**Prompt**. Restate the entries word for word, omitting nothing.
** Start of Supplied data **
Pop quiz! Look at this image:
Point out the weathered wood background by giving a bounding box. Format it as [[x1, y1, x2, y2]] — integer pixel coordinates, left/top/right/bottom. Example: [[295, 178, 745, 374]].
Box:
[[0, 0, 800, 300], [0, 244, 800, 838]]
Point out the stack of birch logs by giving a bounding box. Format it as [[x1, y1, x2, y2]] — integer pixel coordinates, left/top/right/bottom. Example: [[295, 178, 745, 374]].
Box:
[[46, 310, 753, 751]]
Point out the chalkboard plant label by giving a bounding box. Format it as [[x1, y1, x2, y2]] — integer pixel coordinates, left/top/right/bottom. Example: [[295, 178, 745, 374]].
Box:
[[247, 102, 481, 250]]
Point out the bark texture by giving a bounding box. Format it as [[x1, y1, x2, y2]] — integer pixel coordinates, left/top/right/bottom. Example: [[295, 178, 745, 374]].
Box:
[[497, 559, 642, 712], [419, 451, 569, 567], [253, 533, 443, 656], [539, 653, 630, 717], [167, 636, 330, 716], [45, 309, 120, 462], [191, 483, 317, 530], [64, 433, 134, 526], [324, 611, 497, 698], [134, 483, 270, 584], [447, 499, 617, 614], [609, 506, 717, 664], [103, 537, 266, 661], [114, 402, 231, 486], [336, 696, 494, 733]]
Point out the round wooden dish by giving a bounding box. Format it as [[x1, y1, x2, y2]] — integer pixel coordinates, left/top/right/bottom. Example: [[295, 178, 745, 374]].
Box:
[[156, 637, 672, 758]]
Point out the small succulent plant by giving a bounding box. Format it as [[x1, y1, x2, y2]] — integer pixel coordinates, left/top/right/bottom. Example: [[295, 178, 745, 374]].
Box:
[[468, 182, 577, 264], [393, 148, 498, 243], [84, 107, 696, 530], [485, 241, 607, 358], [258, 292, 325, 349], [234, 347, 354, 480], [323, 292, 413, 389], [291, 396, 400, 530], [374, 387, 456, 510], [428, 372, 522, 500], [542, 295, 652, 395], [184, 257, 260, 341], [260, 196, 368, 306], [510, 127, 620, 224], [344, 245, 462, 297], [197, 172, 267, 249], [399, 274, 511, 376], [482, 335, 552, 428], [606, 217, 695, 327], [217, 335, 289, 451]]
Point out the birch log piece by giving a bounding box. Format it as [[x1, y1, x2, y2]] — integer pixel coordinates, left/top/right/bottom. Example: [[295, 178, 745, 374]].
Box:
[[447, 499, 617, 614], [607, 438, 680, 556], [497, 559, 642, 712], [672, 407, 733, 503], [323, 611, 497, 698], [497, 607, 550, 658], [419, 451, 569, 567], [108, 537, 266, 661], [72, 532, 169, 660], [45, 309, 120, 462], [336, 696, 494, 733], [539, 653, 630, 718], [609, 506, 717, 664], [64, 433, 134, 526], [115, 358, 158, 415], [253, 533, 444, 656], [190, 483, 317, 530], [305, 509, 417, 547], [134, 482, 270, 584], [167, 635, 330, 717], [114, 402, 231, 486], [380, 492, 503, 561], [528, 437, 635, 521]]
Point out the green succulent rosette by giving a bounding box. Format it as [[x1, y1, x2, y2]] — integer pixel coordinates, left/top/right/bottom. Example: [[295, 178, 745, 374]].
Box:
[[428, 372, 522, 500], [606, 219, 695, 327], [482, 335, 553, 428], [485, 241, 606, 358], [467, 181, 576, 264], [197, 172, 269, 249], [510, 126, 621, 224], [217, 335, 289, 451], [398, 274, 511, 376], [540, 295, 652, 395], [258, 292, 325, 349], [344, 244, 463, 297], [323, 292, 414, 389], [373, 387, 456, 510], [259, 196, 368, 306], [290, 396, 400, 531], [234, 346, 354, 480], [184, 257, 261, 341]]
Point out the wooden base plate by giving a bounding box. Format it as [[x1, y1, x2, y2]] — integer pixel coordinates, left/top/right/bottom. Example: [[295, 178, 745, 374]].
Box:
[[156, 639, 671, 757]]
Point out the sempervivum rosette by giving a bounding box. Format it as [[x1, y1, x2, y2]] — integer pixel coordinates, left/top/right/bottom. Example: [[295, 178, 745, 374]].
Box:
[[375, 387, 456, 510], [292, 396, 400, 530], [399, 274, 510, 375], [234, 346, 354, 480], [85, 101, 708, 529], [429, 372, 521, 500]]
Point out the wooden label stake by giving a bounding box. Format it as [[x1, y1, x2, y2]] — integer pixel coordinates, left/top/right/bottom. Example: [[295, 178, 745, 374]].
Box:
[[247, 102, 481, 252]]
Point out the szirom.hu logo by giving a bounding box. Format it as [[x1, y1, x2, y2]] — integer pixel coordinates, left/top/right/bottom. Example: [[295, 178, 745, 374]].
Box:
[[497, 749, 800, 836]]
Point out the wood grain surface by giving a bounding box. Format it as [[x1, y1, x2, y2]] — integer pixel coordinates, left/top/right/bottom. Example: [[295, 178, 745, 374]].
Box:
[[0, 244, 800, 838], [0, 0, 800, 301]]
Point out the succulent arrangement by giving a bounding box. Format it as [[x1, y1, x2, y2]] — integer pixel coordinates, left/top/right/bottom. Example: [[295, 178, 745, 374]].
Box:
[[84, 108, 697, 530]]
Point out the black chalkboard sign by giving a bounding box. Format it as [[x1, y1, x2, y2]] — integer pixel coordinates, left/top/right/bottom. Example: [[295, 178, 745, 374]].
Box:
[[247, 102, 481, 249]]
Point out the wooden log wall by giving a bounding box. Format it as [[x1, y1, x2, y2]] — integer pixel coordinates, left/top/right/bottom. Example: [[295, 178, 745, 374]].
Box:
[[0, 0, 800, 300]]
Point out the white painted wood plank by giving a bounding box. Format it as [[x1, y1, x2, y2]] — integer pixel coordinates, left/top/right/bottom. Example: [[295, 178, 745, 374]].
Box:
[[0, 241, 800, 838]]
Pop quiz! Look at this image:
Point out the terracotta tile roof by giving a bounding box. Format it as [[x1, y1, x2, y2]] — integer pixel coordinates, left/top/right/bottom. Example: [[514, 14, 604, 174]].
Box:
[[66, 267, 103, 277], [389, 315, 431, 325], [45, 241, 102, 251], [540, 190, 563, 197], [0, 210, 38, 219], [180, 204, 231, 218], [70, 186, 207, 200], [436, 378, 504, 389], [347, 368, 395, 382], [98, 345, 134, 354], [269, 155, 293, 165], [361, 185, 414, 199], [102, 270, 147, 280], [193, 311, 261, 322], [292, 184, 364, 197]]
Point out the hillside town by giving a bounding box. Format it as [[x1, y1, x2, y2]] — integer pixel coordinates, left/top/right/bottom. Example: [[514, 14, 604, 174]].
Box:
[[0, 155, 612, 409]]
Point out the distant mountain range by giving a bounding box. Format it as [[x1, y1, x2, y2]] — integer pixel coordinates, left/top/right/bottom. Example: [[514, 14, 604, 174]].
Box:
** End of Supplied data **
**The solution**.
Pop quiz! Look at this image:
Point out the weathered wood background by giving a bounding box. Format it as [[x1, y1, x2, y2]] — integer pixel coordinates, left/top/right/bottom. Example: [[295, 178, 745, 374]].
Box:
[[0, 0, 800, 300], [0, 244, 800, 838]]
Point out the stack of birch logs by giving a bounding box. Format it as [[x1, y1, x2, y2]] — integer pixel coordinates, left/top/right/bottom. Example: [[295, 178, 745, 374]].
Box:
[[46, 310, 753, 751]]
Point out the chalkboard plant label by giving a bounding box. Format it as [[x1, y1, x2, y2]] — integer pixel coordinates, left/top/right/bottom. Example: [[295, 178, 745, 374]].
Box:
[[247, 102, 481, 250]]
Point out the bark texture by giving a bounding box. Format it as [[x1, y1, x2, y2]] — integer pixel coordinates, left/top/right/bottom. Example: [[295, 178, 745, 374]].
Box:
[[497, 559, 642, 712], [419, 451, 569, 567], [253, 533, 443, 656], [539, 653, 630, 717], [167, 636, 330, 716], [45, 309, 120, 462], [191, 483, 317, 530], [64, 433, 134, 526], [324, 611, 497, 698], [134, 483, 270, 584], [447, 499, 617, 614], [609, 506, 717, 664], [103, 537, 266, 661], [114, 402, 231, 486], [336, 696, 494, 733]]
Point out the round wooden dish by giving a bounding box. Format it as [[x1, y1, x2, y2]] — integer pixel coordinates, left/top/right/bottom. Example: [[295, 178, 745, 374]].
Box:
[[156, 637, 672, 758]]
Point out the small succulent plant by giving a bounding box. Format it as [[x1, y1, x2, y2]] — integer pixel coordinates, left/top/right/bottom. Example: [[295, 178, 745, 374]].
Box:
[[468, 182, 577, 264], [393, 148, 498, 243], [84, 107, 696, 530], [485, 241, 607, 358], [258, 292, 325, 349], [234, 347, 354, 480], [323, 292, 413, 389], [291, 396, 400, 530], [374, 387, 456, 510], [428, 372, 522, 500], [542, 295, 652, 395], [184, 257, 260, 341], [260, 196, 368, 306], [510, 127, 620, 224], [344, 245, 462, 297], [197, 172, 267, 249], [399, 274, 511, 376], [482, 335, 552, 428], [606, 217, 695, 327], [217, 335, 289, 451]]
Point out the birch log piece by giving a bounding box. Format it as [[x1, y1, x2, y2]] — integer pixel coordinates, left/top/right/bottom. Example: [[295, 178, 745, 374]].
Box:
[[447, 499, 617, 614], [607, 438, 680, 556], [497, 559, 642, 712], [672, 407, 733, 503], [323, 611, 497, 698], [497, 607, 550, 658], [419, 451, 569, 567], [108, 537, 266, 661], [72, 532, 169, 660], [45, 309, 120, 462], [336, 696, 494, 733], [539, 653, 630, 718], [609, 506, 717, 664], [64, 433, 134, 526], [115, 358, 158, 415], [253, 533, 444, 656], [190, 483, 317, 530], [305, 509, 417, 547], [134, 482, 270, 584], [167, 635, 330, 717], [114, 402, 231, 486], [380, 492, 503, 561], [528, 437, 635, 521]]
Point out the green succulent rosette by giving a bounding box. Format it as [[x1, y1, x2, y2]] — integer pixel coordinates, left/top/right/bottom. Example: [[295, 178, 745, 374]].
Box:
[[428, 372, 522, 500], [606, 219, 695, 327], [482, 335, 553, 428], [485, 241, 606, 358], [467, 181, 576, 264], [197, 172, 269, 249], [510, 126, 621, 224], [217, 335, 289, 451], [398, 274, 511, 376], [540, 295, 652, 395], [258, 292, 325, 349], [344, 244, 463, 297], [323, 292, 414, 389], [373, 387, 456, 510], [259, 196, 368, 306], [290, 396, 400, 531], [234, 346, 354, 480], [184, 257, 261, 341]]
Point out the wooden base plate by giving a bounding box. Format it as [[x1, y1, x2, y2]] — integer pixel coordinates, left/top/right/bottom. Example: [[295, 178, 745, 374]].
Box:
[[156, 639, 671, 757]]
Point out the sempervivum rosette by giving a bounding box. Format it as [[x1, y1, x2, y2]] — integer pixel coordinates, left/top/right/bottom. Example: [[295, 178, 745, 374]].
Box:
[[375, 387, 456, 510], [292, 396, 400, 530], [399, 274, 510, 375], [234, 346, 354, 480], [85, 101, 708, 529], [429, 372, 521, 500]]
Point out the wooden label stake by giving a bounding box. Format it as [[x1, y1, x2, y2]] — integer pixel coordinates, left/top/right/bottom. Example: [[295, 178, 745, 374]].
Box:
[[247, 102, 481, 252]]
Point out the szirom.hu logo by giving a bounding box. Format it as [[x1, y1, x2, y2]] — integer pixel coordinates, left/top/right/bottom. Example: [[295, 178, 745, 374]].
Box:
[[497, 749, 800, 836]]
Point out the wood grain surface by giving a bounding box. Format it as [[x1, y1, x2, y2]] — integer pixel coordinates, left/top/right/bottom. Example: [[295, 178, 745, 374]].
Box:
[[0, 244, 800, 838], [0, 0, 800, 301]]
Point out the succulent arrangement by giving a bounding box. Format it as [[x1, y1, x2, y2]] — integer pixel coordinates, left/top/right/bottom. Example: [[295, 178, 745, 374]].
Box:
[[84, 108, 697, 530]]
Point out the black chalkboard sign by giving a bounding box. Format it as [[x1, y1, x2, y2]] — integer pixel coordinates, left/top/right/bottom. Example: [[295, 178, 745, 374]].
Box:
[[247, 102, 481, 249]]
Point out the wooden log wall by giving a bounding box. Format it as [[x1, y1, x2, y2]] — integer pixel coordinates, left/top/right/bottom. Example: [[295, 178, 745, 374]].
Box:
[[0, 0, 800, 300]]
Point out the white painted wood plank by giving a bounding box. Format it as [[x1, y1, x2, y2]] — integer pixel coordinates, left/top/right/bottom. Example: [[295, 178, 745, 374]].
Box:
[[0, 241, 800, 838]]
Pop quiz! Look at this image:
Point out the terracotta tile roof by giving a bounding box. Format it as [[x1, y1, x2, y2]] — integer pixel coordinates, left/top/right/bottom. Example: [[514, 14, 604, 174]].
Box:
[[66, 267, 103, 277], [389, 315, 431, 325], [45, 241, 102, 251], [540, 190, 563, 197], [0, 210, 38, 219], [180, 204, 231, 218], [70, 186, 207, 200], [436, 378, 504, 389], [347, 368, 395, 382], [98, 345, 134, 354], [269, 155, 293, 165], [361, 185, 414, 199], [102, 270, 147, 280], [193, 311, 261, 322], [292, 184, 364, 197]]
Point out the hillside town by giving a bounding box. Format it as [[x1, y1, x2, y2]] — integer pixel coordinates, left/top/right/bottom. Example: [[514, 14, 604, 174]].
Box:
[[0, 155, 612, 409]]
Point out the distant mountain range by giving a bounding box. Format it as [[x1, y1, x2, y2]] — integer pixel coordinates, left/top/right/bottom. Example: [[514, 14, 604, 174]].
Box:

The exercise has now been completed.